Task ::
Please reproduce the records exactly, leaving out any pictures.

[Collected data entries]
========================================
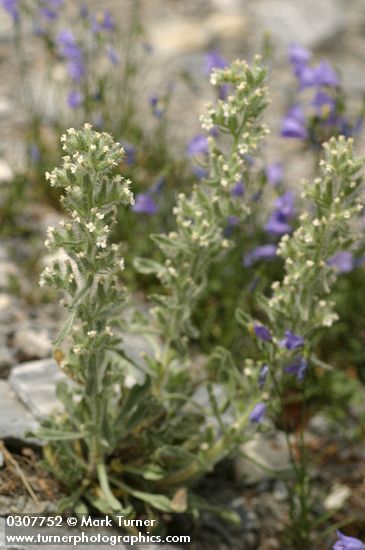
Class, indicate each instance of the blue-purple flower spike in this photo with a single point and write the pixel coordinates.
(12, 7)
(145, 204)
(263, 375)
(342, 262)
(198, 145)
(264, 252)
(258, 413)
(262, 332)
(347, 543)
(292, 341)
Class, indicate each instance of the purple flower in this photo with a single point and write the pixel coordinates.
(264, 252)
(12, 7)
(347, 543)
(200, 172)
(130, 152)
(294, 123)
(342, 262)
(263, 375)
(322, 99)
(112, 54)
(157, 110)
(213, 60)
(298, 368)
(257, 413)
(67, 45)
(319, 75)
(277, 224)
(74, 99)
(144, 204)
(298, 55)
(158, 185)
(274, 173)
(292, 341)
(262, 332)
(102, 22)
(198, 145)
(238, 190)
(278, 221)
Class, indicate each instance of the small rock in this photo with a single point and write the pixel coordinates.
(271, 452)
(175, 37)
(7, 360)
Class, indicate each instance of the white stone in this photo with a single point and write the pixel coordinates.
(269, 451)
(337, 497)
(32, 343)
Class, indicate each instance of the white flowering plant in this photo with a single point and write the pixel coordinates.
(137, 436)
(148, 441)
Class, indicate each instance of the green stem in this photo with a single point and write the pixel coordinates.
(114, 504)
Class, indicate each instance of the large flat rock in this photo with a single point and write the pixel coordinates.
(34, 382)
(15, 419)
(309, 22)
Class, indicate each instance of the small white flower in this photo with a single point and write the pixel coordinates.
(90, 227)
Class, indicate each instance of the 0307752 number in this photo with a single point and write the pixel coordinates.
(31, 521)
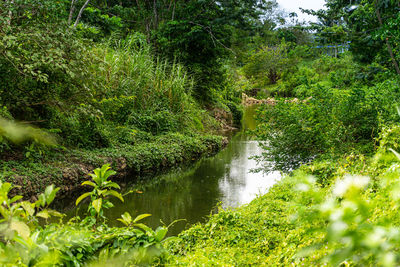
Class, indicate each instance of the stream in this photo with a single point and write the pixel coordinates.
(194, 193)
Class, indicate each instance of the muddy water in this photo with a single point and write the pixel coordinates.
(192, 194)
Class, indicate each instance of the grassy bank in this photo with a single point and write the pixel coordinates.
(339, 204)
(68, 169)
(333, 212)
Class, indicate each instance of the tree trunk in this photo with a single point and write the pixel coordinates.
(10, 13)
(389, 47)
(71, 11)
(78, 18)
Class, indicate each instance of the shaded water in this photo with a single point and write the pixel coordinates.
(192, 194)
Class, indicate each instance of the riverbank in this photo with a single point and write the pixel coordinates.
(294, 224)
(67, 169)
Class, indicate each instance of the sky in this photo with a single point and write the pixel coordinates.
(293, 6)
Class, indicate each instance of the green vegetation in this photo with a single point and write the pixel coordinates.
(336, 138)
(142, 86)
(26, 241)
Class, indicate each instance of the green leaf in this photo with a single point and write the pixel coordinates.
(21, 228)
(16, 198)
(97, 204)
(143, 227)
(50, 193)
(28, 207)
(141, 217)
(89, 183)
(43, 214)
(127, 217)
(123, 221)
(83, 196)
(160, 233)
(115, 194)
(114, 185)
(55, 213)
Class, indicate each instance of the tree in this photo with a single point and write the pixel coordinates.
(267, 64)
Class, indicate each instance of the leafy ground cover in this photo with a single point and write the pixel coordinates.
(68, 169)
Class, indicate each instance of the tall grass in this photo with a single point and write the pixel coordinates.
(130, 70)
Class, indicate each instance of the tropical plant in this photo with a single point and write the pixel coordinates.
(102, 189)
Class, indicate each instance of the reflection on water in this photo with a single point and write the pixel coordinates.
(192, 194)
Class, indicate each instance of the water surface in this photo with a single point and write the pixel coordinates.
(192, 194)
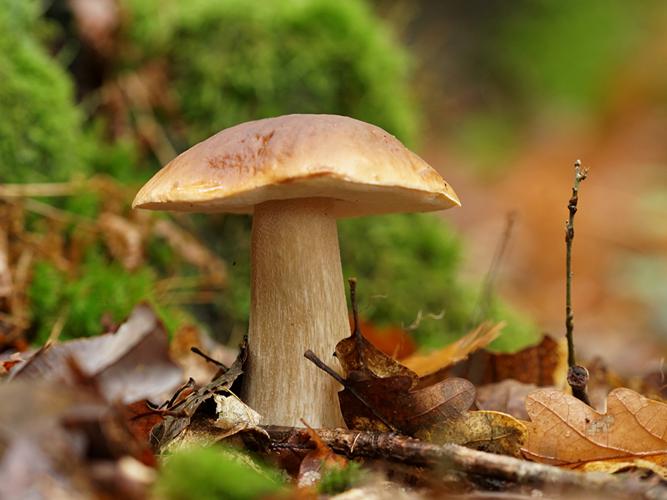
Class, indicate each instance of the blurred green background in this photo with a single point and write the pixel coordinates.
(493, 94)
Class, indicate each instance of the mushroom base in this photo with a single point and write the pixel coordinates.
(297, 303)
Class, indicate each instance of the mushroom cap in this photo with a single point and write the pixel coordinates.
(360, 167)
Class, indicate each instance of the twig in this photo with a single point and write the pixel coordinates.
(399, 448)
(577, 376)
(484, 302)
(311, 356)
(40, 189)
(356, 331)
(208, 358)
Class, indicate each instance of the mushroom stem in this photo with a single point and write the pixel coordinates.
(297, 303)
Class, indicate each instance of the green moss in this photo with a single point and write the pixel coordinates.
(231, 63)
(215, 473)
(97, 287)
(405, 264)
(339, 479)
(564, 53)
(40, 135)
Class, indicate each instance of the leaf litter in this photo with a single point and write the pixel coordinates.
(380, 394)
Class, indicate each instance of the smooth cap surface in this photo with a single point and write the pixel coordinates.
(361, 167)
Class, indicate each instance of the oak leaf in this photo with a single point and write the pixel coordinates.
(565, 431)
(433, 362)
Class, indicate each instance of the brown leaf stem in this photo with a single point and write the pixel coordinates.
(311, 356)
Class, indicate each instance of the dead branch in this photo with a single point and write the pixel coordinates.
(399, 448)
(577, 376)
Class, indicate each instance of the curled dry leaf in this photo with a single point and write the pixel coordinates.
(480, 337)
(490, 431)
(543, 364)
(57, 439)
(123, 238)
(127, 366)
(381, 394)
(565, 431)
(612, 467)
(317, 461)
(508, 396)
(179, 411)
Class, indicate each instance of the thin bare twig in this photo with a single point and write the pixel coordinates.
(483, 305)
(577, 376)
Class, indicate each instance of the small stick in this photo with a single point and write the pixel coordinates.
(356, 331)
(311, 356)
(403, 449)
(577, 376)
(208, 358)
(484, 301)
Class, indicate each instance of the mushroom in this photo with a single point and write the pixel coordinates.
(297, 174)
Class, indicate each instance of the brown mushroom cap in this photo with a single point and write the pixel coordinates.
(361, 167)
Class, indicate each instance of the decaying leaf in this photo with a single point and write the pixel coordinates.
(123, 238)
(394, 401)
(127, 366)
(480, 337)
(61, 441)
(194, 365)
(565, 431)
(543, 364)
(489, 431)
(179, 411)
(381, 394)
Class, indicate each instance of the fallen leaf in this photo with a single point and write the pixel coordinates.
(123, 239)
(480, 337)
(392, 400)
(317, 461)
(565, 431)
(508, 396)
(127, 366)
(180, 410)
(356, 354)
(490, 431)
(612, 467)
(391, 340)
(194, 365)
(381, 394)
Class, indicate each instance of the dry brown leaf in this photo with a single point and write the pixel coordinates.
(381, 394)
(191, 250)
(123, 238)
(489, 431)
(129, 365)
(480, 337)
(195, 366)
(543, 364)
(613, 467)
(317, 461)
(565, 431)
(392, 400)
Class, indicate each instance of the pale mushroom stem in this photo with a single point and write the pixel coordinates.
(297, 303)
========================================
Answer to the exercise ::
Class, indicate each instance of the blue-purple flower spike in this photo with a single point and write the pixel coordinates.
(12, 7)
(145, 204)
(263, 375)
(342, 262)
(198, 145)
(264, 252)
(258, 413)
(262, 332)
(347, 543)
(292, 341)
Class, indicate each instance of the purple flower in this photo with a single point and write the pixel coordinates.
(264, 252)
(12, 7)
(347, 543)
(200, 172)
(130, 152)
(294, 123)
(342, 262)
(263, 375)
(322, 99)
(112, 54)
(157, 110)
(213, 60)
(298, 368)
(257, 413)
(67, 45)
(319, 75)
(277, 224)
(74, 99)
(144, 204)
(298, 55)
(158, 185)
(274, 173)
(292, 341)
(262, 332)
(102, 22)
(198, 145)
(238, 190)
(278, 221)
Class, indicate each instance of the small rock in this photo with a single point and write the pixel coordinates.
(271, 452)
(175, 37)
(7, 360)
Class, indicate each instance of the white stone in this photo with a single point and write the pixel coordinates.
(269, 451)
(337, 497)
(32, 343)
Class, indicate each instance of the white flowering plant in this photo with a single point and write the pixel coordinates.
(137, 436)
(148, 441)
Class, indicate each instance of the green stem in this photo with a single point and write the pixel coordinates.
(114, 504)
Class, indicate each instance of the large flat rock in this photo with a single point and write the pixel coordinates.
(34, 382)
(15, 419)
(309, 22)
Class, indicate each instance of the small white flower in this photo with a single point and write the pixel coordinates.
(90, 227)
Class, indicate each instance of the 0307752 number in this photo with a single point and write the pixel coordinates.
(31, 521)
Class, indicate each instance of the stream in this photo with a single point and write the pixel coordinates.
(194, 193)
Class, indicate each instance of the muddy water in this photo with a single point and write the pixel coordinates.
(192, 194)
Class, indicate each instance of the grassy bank in this photo with a single point and write the pixel coordinates.
(339, 204)
(68, 169)
(333, 212)
Class, indicate each instance of the tree trunk in this photo with a single point and write the pixel coordinates.
(10, 13)
(389, 47)
(71, 11)
(78, 18)
Class, indicate each instance of the shaded water in this photo with a single point and write the pixel coordinates.
(192, 194)
Class, indicate each instance of the riverbank in this photo with a single point and write the pixel coordinates.
(294, 224)
(67, 169)
Class, indicate each instance of the sky in this photo with a single point and write the pixel coordinates.
(293, 6)
Class, indicate each instance of the green vegetation in this photo with a single point and write the pixel coordinates.
(336, 138)
(142, 86)
(26, 241)
Class, indicate each instance of the green leaf in this photo with a single point and write the pixel coordinates.
(21, 228)
(16, 198)
(97, 204)
(143, 227)
(50, 193)
(28, 207)
(141, 217)
(89, 183)
(43, 214)
(127, 217)
(123, 221)
(83, 196)
(160, 233)
(115, 194)
(114, 185)
(55, 213)
Class, indicate each instance of the tree in this photo with a single point and write the pixel coordinates.
(267, 64)
Class, indicate each instance of the leafy ground cover in this photo with a single point and write the pixel coordinates.
(68, 169)
Class, indicate each instance of the tall grass in this photo with a single point and write the pixel coordinates.
(130, 70)
Class, indicate each instance of the tropical plant in this photo with a single point and write the pixel coordinates.
(102, 189)
Class, indicate each instance of the reflection on water in this photo with a single point and write the pixel coordinates.
(192, 194)
Class, indicate each instance of the water surface in this photo with a single point and write the pixel coordinates.
(192, 194)
Class, indicate each instance of the blurred green background in this photo with a single point and write the pixel coordinates.
(493, 94)
Class, indicate each instance of the mushroom base in this photo with a single point and write the pixel coordinates.
(297, 303)
Class, indicate each instance of the mushroom cap in this photo with a single point and write the pixel coordinates.
(360, 167)
Class, indicate each instance of the twig in this photo with a single point and write the pixel coordinates.
(399, 448)
(577, 376)
(484, 302)
(311, 356)
(40, 189)
(356, 331)
(208, 358)
Class, indicate each instance of the mushroom stem in this photo with a single point and write the pixel coordinates.
(297, 303)
Class, indicate each instance of the green moss in this photo with a single point and write the pixel coordinates.
(231, 63)
(215, 473)
(97, 287)
(405, 264)
(339, 479)
(564, 53)
(40, 135)
Class, indicate each instance of the leaf litter in this photo with a single point and write the pixel coordinates.
(380, 394)
Class, indicate each instance of the smooth cap surface in this photo with a single point and write the pixel coordinates.
(361, 167)
Class, indicate each instance of the oak leaf in this photo with a single point and write the pixel coordinates.
(565, 431)
(433, 362)
Class, indicate each instance of the brown leaf stem in this photo with a single point and write the pixel coordinates.
(311, 356)
Class, indicate each instance of the dead branch in this photo with a single point and write the pixel coordinates.
(399, 448)
(577, 376)
Class, indicate each instance of the curled dry leaf in this photo with a single point and write the pixel coordinates.
(480, 337)
(490, 431)
(543, 364)
(57, 439)
(123, 238)
(127, 366)
(381, 394)
(565, 431)
(612, 467)
(317, 461)
(508, 396)
(179, 411)
Class, indicate each instance of the thin bare twig in this photo with a single point and write the pixel coordinates.
(483, 305)
(577, 376)
Class, indicate each instance of the small stick in this photo with a single point and write the pixel coordinates.
(356, 331)
(311, 356)
(403, 449)
(577, 376)
(208, 358)
(484, 301)
Class, indicate each instance of the mushroom in this photo with a single point and write the pixel coordinates.
(297, 174)
Class, indicate each instance of the brown mushroom cap in this photo with a single point and write the pixel coordinates.
(361, 167)
Class, indicate each instance of the decaying leaf in this photo with a single point and write the pixel coordinates.
(123, 238)
(394, 401)
(127, 366)
(480, 337)
(61, 441)
(194, 365)
(565, 431)
(543, 364)
(489, 431)
(179, 411)
(381, 394)
Class, indicate each instance of the fallen leaf in this photo with a single point and write the pixel coordinates.
(123, 239)
(480, 337)
(392, 400)
(317, 461)
(565, 431)
(508, 396)
(127, 366)
(180, 410)
(356, 354)
(490, 431)
(612, 467)
(391, 340)
(194, 365)
(381, 394)
Class, indicate each instance of the dry brown leaf in this photo with a single point and write the pixel coordinates.
(381, 394)
(191, 250)
(123, 238)
(489, 431)
(129, 365)
(480, 337)
(195, 366)
(543, 364)
(613, 467)
(317, 461)
(565, 431)
(392, 400)
Class, indicate each instance of the pale mushroom stem in this photo with a single point and write the pixel coordinates.
(297, 303)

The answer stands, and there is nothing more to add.